• Objective:
Return the records without alteration, starting at the line with "Check that every instance of the yellow" and ending at the line with "[[220, 102], [194, 141], [15, 156]]", with both of those lines included.

• Given records:
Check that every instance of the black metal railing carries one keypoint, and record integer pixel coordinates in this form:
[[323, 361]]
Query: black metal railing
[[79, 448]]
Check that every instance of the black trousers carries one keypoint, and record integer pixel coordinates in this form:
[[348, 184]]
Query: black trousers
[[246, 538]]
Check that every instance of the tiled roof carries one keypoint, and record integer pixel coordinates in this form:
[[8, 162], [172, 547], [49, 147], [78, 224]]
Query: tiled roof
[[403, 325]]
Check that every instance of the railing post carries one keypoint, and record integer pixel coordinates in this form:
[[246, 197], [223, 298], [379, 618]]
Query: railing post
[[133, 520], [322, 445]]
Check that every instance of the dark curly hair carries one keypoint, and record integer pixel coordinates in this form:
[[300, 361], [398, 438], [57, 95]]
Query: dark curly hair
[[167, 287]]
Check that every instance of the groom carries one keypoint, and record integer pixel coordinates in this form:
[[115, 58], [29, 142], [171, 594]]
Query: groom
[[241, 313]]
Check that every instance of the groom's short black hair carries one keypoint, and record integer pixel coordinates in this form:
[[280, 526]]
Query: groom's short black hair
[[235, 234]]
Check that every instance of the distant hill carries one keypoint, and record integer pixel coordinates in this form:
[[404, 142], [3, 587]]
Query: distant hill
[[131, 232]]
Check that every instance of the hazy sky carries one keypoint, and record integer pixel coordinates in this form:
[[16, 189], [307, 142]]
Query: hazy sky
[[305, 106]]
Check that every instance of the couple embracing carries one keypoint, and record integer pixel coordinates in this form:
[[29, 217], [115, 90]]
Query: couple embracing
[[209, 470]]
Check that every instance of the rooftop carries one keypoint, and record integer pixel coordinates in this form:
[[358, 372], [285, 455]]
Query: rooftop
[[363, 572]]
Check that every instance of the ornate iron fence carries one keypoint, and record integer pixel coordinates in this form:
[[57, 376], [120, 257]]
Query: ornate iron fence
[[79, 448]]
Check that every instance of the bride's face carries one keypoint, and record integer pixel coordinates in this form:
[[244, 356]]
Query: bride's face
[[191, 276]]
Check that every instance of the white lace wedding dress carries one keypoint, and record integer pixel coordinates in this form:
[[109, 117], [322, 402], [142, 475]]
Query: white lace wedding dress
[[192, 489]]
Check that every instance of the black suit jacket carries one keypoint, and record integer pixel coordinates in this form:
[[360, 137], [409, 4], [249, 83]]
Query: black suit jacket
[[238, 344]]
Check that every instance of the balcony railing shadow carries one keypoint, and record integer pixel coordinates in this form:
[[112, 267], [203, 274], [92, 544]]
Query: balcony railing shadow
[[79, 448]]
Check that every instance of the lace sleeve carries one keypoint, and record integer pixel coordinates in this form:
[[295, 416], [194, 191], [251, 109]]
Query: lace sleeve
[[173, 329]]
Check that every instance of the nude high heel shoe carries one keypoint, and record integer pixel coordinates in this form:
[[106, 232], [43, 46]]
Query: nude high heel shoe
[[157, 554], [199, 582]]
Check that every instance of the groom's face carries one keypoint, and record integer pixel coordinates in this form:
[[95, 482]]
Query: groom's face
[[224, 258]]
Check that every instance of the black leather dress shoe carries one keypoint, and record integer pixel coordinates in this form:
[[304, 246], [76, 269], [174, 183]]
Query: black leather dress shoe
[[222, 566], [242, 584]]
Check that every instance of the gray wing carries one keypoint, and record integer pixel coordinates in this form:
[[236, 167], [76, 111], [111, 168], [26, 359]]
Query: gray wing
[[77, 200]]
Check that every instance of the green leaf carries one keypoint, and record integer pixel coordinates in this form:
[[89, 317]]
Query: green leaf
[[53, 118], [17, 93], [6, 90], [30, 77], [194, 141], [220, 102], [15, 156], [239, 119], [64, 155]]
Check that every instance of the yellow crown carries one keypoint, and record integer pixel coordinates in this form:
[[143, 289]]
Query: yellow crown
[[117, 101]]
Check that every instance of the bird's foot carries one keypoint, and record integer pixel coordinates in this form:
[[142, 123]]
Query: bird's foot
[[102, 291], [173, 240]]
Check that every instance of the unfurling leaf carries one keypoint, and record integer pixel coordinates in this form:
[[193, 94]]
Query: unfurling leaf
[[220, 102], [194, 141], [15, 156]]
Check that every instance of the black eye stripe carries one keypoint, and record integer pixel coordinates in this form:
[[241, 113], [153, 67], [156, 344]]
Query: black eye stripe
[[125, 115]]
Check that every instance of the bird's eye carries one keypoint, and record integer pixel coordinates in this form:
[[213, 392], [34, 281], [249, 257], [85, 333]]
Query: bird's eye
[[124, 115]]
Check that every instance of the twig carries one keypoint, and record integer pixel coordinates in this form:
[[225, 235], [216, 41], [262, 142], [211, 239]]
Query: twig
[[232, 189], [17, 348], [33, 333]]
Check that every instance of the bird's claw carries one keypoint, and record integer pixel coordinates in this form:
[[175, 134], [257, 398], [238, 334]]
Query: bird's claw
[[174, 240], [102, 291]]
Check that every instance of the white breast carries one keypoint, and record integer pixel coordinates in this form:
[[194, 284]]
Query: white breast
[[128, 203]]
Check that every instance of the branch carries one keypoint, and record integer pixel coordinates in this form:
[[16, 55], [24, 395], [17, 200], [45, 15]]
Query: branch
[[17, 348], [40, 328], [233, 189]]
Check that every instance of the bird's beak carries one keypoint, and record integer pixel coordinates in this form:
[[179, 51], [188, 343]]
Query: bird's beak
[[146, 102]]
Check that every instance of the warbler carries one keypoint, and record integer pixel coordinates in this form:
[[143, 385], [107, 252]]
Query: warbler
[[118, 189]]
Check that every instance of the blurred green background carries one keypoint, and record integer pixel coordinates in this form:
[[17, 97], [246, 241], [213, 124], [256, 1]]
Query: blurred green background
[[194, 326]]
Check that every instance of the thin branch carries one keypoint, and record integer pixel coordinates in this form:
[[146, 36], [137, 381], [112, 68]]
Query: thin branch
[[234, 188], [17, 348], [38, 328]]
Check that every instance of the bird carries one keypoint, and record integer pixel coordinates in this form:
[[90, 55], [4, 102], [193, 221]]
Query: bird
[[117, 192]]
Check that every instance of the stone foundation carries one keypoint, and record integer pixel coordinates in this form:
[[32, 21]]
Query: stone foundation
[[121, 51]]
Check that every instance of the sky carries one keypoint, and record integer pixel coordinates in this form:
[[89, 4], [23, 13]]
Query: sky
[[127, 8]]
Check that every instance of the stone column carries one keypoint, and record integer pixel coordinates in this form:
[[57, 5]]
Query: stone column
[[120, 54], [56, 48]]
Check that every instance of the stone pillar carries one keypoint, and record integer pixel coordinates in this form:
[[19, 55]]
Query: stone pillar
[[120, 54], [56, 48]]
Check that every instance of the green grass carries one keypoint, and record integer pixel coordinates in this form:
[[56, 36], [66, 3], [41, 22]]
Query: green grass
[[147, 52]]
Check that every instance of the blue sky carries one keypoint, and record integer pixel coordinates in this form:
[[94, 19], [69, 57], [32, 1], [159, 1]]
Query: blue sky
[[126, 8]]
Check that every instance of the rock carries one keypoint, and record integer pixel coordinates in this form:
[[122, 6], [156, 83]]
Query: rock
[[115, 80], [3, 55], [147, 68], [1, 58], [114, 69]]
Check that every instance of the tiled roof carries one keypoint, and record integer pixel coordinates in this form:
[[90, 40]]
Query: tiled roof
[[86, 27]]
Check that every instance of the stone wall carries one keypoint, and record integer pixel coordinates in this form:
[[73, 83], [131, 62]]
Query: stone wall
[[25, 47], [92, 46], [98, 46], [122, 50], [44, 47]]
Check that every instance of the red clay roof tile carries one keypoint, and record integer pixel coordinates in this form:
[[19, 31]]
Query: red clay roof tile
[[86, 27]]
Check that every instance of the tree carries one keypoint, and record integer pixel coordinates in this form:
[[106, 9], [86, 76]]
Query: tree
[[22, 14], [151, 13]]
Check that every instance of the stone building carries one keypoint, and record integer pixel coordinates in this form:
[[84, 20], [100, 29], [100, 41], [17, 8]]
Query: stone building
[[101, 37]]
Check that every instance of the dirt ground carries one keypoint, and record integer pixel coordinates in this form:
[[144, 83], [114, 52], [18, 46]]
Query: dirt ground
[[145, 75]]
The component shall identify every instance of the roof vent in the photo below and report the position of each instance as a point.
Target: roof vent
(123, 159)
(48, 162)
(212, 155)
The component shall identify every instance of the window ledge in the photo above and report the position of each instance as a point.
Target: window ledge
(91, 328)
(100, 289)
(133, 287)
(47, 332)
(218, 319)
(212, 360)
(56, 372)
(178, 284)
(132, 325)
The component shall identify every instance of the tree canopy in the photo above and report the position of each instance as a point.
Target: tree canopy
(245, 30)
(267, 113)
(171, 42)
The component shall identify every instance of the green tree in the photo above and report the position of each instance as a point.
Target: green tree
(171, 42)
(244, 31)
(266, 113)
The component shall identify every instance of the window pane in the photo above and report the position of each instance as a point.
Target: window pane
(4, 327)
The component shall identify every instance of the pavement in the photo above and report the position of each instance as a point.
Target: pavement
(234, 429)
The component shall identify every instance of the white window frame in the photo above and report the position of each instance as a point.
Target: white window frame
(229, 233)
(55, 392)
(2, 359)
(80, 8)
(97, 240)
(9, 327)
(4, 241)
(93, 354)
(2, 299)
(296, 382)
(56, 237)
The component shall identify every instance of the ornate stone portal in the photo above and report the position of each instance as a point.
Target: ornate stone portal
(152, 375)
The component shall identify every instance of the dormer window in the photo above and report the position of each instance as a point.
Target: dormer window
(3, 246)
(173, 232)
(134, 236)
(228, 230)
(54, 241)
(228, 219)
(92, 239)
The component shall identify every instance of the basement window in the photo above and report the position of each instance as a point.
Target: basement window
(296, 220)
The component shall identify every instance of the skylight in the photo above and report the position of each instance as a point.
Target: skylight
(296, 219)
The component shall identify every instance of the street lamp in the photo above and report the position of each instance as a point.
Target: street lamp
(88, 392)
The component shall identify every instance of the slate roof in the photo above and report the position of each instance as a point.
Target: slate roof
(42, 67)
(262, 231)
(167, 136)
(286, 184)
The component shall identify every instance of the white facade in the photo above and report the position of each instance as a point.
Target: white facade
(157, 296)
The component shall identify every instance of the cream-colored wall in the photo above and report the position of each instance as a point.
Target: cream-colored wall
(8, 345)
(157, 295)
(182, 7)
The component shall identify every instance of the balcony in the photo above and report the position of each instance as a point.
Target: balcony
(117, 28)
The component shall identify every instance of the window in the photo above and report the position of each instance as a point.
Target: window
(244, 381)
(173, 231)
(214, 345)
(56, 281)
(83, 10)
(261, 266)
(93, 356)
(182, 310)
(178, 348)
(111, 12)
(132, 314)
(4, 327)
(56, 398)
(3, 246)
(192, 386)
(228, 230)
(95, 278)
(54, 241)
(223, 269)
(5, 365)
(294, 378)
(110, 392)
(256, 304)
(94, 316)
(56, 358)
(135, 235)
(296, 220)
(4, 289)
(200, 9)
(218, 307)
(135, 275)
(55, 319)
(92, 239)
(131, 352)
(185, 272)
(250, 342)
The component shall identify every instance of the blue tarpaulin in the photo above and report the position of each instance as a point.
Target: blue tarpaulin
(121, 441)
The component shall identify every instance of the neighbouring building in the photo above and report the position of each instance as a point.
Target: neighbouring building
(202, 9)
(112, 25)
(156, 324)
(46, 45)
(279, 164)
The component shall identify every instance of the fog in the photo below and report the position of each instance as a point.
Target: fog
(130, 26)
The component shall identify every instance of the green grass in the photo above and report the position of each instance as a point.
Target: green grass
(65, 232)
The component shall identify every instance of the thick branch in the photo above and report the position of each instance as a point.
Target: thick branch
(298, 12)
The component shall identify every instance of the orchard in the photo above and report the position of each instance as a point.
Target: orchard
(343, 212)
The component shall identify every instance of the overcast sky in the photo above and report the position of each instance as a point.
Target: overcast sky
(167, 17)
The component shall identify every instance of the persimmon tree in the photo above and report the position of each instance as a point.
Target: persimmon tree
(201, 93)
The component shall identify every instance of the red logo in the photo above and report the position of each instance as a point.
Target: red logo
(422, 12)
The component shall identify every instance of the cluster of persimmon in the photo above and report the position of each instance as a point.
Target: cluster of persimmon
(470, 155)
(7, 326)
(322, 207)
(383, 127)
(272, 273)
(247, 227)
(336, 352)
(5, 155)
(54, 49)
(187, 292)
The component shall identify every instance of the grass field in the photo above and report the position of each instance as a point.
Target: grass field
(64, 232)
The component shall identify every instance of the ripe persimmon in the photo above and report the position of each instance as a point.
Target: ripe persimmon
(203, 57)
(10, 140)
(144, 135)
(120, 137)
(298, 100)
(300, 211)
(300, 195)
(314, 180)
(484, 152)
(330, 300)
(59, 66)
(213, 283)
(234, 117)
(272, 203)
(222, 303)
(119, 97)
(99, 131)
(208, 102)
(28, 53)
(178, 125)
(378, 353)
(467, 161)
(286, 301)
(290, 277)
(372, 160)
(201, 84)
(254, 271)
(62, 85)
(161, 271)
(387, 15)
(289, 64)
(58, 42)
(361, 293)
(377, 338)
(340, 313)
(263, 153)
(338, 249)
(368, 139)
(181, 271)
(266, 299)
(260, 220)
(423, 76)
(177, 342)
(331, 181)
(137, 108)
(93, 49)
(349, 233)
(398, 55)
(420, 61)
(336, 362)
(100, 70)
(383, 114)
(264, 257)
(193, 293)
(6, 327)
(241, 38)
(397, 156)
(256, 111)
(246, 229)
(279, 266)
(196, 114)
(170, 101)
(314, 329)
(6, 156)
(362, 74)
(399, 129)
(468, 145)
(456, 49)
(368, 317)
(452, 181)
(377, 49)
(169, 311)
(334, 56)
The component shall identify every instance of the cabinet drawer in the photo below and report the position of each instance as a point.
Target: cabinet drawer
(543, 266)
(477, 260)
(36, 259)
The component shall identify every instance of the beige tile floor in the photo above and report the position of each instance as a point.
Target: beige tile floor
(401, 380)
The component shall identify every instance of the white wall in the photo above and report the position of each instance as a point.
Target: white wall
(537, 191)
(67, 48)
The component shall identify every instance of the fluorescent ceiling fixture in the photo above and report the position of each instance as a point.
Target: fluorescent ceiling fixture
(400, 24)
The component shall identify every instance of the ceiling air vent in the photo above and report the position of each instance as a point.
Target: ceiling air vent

• Task output:
Check that every instance of the yellow crown carries one keypoint, and record integer pixel coordinates in this form:
[[143, 289]]
Query: yellow crown
[[117, 101]]
Check that every instance of the bird's foot carries one keypoint, and record integer pixel coordinates in this form:
[[142, 123]]
Query: bird's foot
[[102, 291], [173, 240]]
Check that every instance of the unfurling leaf carries one keypoint, and record integer pixel coordinates in this form:
[[193, 94]]
Query: unfurling leaf
[[220, 102], [194, 141], [15, 156]]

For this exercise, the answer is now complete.